読者企業から編集部宛には特段の問い合わせがあったのかどうか分からないが、
メールマガジンやサイトで紹介したせいか、自分の事前予想より多くの反応が
あった。

「けれども、勉強会を見学やら傍聴やらしても、あまり仕事の役に立たないと
思いますよ。私自身はノウハウを秘匿しようとあまり思っていませんし、クラ
イアント先が了承して下さるかと言う問題をおいておいても、見ることではあ
まり学びがないと思うんですよ」。
 クライアント先の勉強会を見学したいと言ってきたコンサルタント志望の中
高年の男性がいる。大手企業OBで幹部経験者の彼の依頼を私は断ることにし
た。

 勉強会も組織改善と言う課題解決の手段である以上、初期状態とあるべき状
態を比較してそのギャップを埋めるように構成員を導く必要がある。初期状態
を見ることなく、途中経過の或る回を見ても、その勉強会の状況を評価するの
は難しいのが、第一理由。勉強会の運営方法は、その組織の風土や、参加者の
スキル・レベルや人間関係など、様々な要素を鑑みて決められる。特定の勉強
会の或る特定の回の善し悪しを知るには、組織と参加者についての洞察や仮説
が必要であるように思えるのが、第二の理由。

「なるほど。確かに見る前にやることがたくさんありそうですね」と彼は得心
した。

********

作業指示 ->
1. 勉強会見学の文章で、見学を申し出た男性はどのような経歴の人ですか。
2. 勉強会見学の文章を、最後の文のあとから続けて書き進めてください。
これらの行は、引用文とは別の出典から集めたものです。

データ行 ->
********

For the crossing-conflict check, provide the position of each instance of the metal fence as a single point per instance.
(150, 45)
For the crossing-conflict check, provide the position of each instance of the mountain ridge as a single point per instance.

********

回答 ->
1. 大手企業OBの幹部経験者です。

2.
 或る会社の若手社員を育成する担当者の勉強会。彼らの目下の最大の課題は、
テクニカル・スキルはほぼ完璧なのに、組織の一員として能動的な動きが全く
できていないように若手社員が見えること。影のように付き纏うことから名づ
けられたシャドウイングと言う手法を試そうと検討が進められている。具体的
な一日の作業中での優先順位付けや価値判断の基準、そのようなものを学ぶに
は優れた手法である反面、付き纏っている研修者の膨大な人件費が運営上の課
題。

「勉強会の時間前の雑談で話した勉強会見学希望者の話ってあるじゃないです
か。見るだけで、本当に分かるのかってことですよね。皆さんのケースでは、
少なくとも自分達の職場や、そこで発生する作業については若手社員の人達も
分かっていますよね。しかし、それが洞察だの仮説だのということになるとか
なり怪しくはありませんか。育成者の日常作業を見せながら、その判断基準や
作業の意義とかを綿々と説明してゆくか、見る前にそういうことを教え込んで
おくか、何かそういうメカニズムがないと、皆さんの場合はシャドウイングが
上手くいきそうにありませんね。コスト額よりも、まずは効果の出る方法論を
もっと揉んだ方が良いように思いますよ」。
 私は参加者の様子を窺いながら、ゆっくりと説明した。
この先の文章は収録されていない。